## Extract provided
One other reason for taking notice of fork rake is that it has an effect on toe overlap, albeit a small one. A fork with less rake will bring the front wheel closer to the frame and the pedals, increasing the risk of toe overlap. Once again, a small reduction (2mm) is likely to go unnoticed, while a bigger reduction may create a problem, especially for small frames.

Axle-crown length

While all road forks are designed to accommodate a 700c wheel, the length of the legs, or more specifically, the axle-to-crown length, can vary, often according to the maximum tyre size that can be used. For example, a standard aftermarket road fork (~28mm maximum tyre size) has an axle-to-crown measurement of 365-370mm; that number increases to 380-385mm for an all-road disc fork (~35mm maximum tyre size) and 395mm for a dedicated gravel fork (~50mm maximum tyre size).

The axle-to-crown length of a fork essentially dictates the length of the fork legs, which in turn dictates the largest tyre size that can be installed on the front wheel.

It is important to pay attention to axle-to-crown length when replacing a fork because any difference will raise or lower the front end of the bike. Thus, fitting a fork with longer legs will raise the front end of the bike, slackening the head tube angle and increasing the amount of trail, which will slow the steering of the bike. Shorter legs will have the opposite effect, resulting in quicker steering.

If the difference in axle-crown length is just a few millimetres, then any effect is likely to go unnoticed (Figure 1). A larger change (10mm or more) shouldn’t be ignored, especially if it is a reduction, because it may suddenly render the bike unstable at high speeds because of the increase in head angle and reduction in trail.

Figure 1: a change in the axle-to-crown length of a fork will have an effect on the head angle and trail of a bike. A shorter fork will cause the head angle of the frame to increase and a reduction in the amount of trail; a longer fork will have the opposite effect.

## Instruction
Could you resume the passage on bicycle fork dimensions and continue it from its final sentence? You won't need the records to do this.

## Recorded information
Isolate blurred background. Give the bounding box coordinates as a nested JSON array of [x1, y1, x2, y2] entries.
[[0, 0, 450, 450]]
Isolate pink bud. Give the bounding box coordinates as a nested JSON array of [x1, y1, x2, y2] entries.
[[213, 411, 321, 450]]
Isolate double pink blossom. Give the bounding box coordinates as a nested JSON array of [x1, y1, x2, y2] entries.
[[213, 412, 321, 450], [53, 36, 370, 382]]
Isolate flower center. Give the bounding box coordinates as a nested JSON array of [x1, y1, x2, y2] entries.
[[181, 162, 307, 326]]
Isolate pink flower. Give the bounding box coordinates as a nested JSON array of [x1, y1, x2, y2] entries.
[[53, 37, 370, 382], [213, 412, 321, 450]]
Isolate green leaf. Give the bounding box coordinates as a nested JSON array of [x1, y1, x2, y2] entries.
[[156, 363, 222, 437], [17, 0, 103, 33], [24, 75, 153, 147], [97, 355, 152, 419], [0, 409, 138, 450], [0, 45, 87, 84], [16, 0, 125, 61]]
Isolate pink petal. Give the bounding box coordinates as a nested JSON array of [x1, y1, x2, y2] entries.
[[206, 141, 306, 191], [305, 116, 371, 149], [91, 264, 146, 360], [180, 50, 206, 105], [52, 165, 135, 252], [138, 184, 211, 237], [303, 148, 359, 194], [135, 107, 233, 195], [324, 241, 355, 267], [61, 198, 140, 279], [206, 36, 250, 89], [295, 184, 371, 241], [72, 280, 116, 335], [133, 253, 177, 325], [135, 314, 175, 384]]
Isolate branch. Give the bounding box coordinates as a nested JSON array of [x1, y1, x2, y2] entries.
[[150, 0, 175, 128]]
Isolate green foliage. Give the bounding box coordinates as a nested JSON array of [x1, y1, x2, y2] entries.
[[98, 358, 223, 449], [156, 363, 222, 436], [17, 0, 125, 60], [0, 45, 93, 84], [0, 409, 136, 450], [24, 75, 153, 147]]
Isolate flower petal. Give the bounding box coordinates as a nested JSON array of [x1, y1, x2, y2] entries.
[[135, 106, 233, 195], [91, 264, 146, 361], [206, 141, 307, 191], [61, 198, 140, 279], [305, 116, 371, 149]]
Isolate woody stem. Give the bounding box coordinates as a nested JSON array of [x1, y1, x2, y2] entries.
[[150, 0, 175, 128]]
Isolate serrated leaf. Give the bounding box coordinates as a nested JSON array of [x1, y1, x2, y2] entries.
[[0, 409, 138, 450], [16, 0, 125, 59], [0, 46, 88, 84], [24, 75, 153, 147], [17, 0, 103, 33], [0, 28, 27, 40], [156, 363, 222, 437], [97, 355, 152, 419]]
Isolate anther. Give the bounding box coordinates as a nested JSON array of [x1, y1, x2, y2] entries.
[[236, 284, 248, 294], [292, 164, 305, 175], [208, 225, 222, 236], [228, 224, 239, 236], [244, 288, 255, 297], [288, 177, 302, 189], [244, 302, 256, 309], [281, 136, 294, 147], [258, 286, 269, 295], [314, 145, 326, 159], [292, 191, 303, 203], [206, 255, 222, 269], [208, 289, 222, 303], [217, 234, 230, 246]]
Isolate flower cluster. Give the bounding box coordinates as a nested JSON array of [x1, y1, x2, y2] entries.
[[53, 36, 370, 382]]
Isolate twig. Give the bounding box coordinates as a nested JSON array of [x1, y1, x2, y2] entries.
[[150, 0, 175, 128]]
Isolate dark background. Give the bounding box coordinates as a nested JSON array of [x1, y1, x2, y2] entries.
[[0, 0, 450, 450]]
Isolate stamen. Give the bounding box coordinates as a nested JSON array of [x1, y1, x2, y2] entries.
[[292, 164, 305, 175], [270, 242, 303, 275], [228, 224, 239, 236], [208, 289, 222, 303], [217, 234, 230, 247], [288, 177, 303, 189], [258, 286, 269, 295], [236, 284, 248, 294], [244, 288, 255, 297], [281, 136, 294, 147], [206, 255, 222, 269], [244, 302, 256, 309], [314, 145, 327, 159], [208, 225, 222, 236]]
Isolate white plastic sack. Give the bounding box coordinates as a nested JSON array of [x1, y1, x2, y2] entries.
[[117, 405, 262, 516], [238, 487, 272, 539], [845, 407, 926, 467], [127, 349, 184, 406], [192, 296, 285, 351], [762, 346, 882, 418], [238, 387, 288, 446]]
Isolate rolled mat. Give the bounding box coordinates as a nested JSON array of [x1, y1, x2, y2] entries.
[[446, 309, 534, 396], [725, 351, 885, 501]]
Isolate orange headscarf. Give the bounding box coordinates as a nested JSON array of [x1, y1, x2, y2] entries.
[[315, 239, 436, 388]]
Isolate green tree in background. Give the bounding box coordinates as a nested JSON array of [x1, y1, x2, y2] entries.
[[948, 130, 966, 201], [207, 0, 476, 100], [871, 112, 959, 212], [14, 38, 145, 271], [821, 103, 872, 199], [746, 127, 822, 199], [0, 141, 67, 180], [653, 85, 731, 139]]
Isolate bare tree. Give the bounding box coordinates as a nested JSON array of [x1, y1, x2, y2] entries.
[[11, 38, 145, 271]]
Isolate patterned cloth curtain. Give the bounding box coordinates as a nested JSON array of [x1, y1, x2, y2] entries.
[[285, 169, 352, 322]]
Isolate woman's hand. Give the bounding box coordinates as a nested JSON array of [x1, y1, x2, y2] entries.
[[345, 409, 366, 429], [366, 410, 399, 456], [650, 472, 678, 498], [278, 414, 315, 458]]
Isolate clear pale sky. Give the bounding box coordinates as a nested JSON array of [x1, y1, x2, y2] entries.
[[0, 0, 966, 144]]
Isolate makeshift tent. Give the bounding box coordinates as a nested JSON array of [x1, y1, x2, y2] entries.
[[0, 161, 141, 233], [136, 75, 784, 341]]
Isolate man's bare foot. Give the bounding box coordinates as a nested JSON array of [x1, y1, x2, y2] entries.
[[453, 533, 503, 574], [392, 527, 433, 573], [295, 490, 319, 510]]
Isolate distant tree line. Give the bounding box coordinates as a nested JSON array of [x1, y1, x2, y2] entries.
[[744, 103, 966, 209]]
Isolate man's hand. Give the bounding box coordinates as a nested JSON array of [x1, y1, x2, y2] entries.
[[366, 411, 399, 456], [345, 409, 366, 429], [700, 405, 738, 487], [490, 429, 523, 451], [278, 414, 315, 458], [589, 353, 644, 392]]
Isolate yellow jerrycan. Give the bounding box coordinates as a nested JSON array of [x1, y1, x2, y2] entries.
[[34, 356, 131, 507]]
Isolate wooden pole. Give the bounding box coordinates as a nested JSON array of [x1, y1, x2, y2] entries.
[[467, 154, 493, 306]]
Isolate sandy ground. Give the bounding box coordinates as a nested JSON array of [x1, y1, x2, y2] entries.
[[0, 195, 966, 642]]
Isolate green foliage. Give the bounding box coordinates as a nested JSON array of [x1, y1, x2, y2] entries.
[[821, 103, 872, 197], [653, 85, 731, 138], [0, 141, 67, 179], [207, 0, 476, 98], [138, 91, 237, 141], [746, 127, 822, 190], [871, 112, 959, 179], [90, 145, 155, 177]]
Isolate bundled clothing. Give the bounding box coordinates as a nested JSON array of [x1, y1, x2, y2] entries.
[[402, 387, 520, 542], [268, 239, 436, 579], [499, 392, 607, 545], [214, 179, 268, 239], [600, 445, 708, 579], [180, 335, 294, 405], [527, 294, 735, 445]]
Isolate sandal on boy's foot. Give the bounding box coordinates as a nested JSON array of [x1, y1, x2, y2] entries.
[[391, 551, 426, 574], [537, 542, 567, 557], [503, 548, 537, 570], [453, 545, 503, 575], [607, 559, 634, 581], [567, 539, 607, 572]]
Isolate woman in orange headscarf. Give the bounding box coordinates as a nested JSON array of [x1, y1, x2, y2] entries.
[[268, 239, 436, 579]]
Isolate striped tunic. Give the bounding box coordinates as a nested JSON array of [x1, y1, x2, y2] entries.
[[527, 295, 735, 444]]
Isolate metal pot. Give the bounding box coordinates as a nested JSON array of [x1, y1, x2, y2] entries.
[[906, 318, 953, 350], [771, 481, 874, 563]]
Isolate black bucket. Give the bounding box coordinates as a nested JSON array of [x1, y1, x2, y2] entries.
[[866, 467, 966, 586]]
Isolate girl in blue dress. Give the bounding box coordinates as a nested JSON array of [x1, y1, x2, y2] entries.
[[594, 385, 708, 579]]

## Task response
The axle-to-crown measurement is rarely, if ever, recorded on most modern road forks, and like rake, it can be difficult to measure accurately. That’s because it is measured along the steering axis of the fork. The actual axle-to-crown length, measured along the centreline of the fork leg, will always be a little longer, but if the rake is known, then the axle-crown measurement can be calculated using the Pythagorean theorem.

It should also be remembered that any change in the axle-to-crown measurement will also have an effect on the stack of the frame, so the position of the stem may need to be adjusted after the new fork is fitted. In the case where a large number of spacers (40mm) is already required, then a shorter fork should be avoided so that there is no risk of exceeding any limit on the number of spacers that can safely be used with the new fork.

Other options

This list of additional options for a fork is small, starting with fender mounts. In the past, these took the form of eyelets at the dropout; now they can be hidden in the lower leg and crown of a carbon fork. Shoppers need to keep in mind that the maximum tyre size that can be fitted with the fender will generally be less than the maximum tyre size recommended for the fork.

Rack mounts are another option for a fork, and these can take a couple of different forms with fittings on the front or side of each leg. Some will suit pannier racks while others are designed for cargo cages. The former offers more carrying capacity but will add more weight to the fork to slow the steering of the bike.

Finally, some forks offer support for front hub dynamos in the form of internal wire routing and a light mount at the crown. For those that want to take this integration a step further by taking advantage of SON’s self-connecting SL system (where the electrical contacts for the hub are incorporated into the dropouts), they will have to source a custom-made steel fork.

Trek Checkpoint lowrider bags
Bikepackers looking to carry cargo on the forks will need a fork with suitable fittings.

What about stiffness?

As the sole structure responsible for mating the front wheel with the rest of the bike, a fork has a lot of work to do. It must contend with lateral, longitudinal, and vertical forces as the bike is moved from side-to-side, and in and out of corners, over all sorts of terrain at high and low speeds, with and without braking.

Throughout it all, the fork is constantly flexing.

“They’re all going to flex,” explained Mark Hester, from Prova Cycles. “Even the stiffest fork is going to flex when you brake. They kind of have to. It’s like an aeroplane wing; it has to deform, otherwise it will snap off.”

There is a limit to how much flex is acceptable, though. If the fork cannot resist the forces of braking, for example, then the rider will experience shudder, and in the case of disc brakes, it can also cause the bike to steer to the left.

Where once fork legs were symmetrical in design, the introduction of disc brakes has meant that many manufacturers are reinforcing the left fork leg to contend with extra forces coming from the brake.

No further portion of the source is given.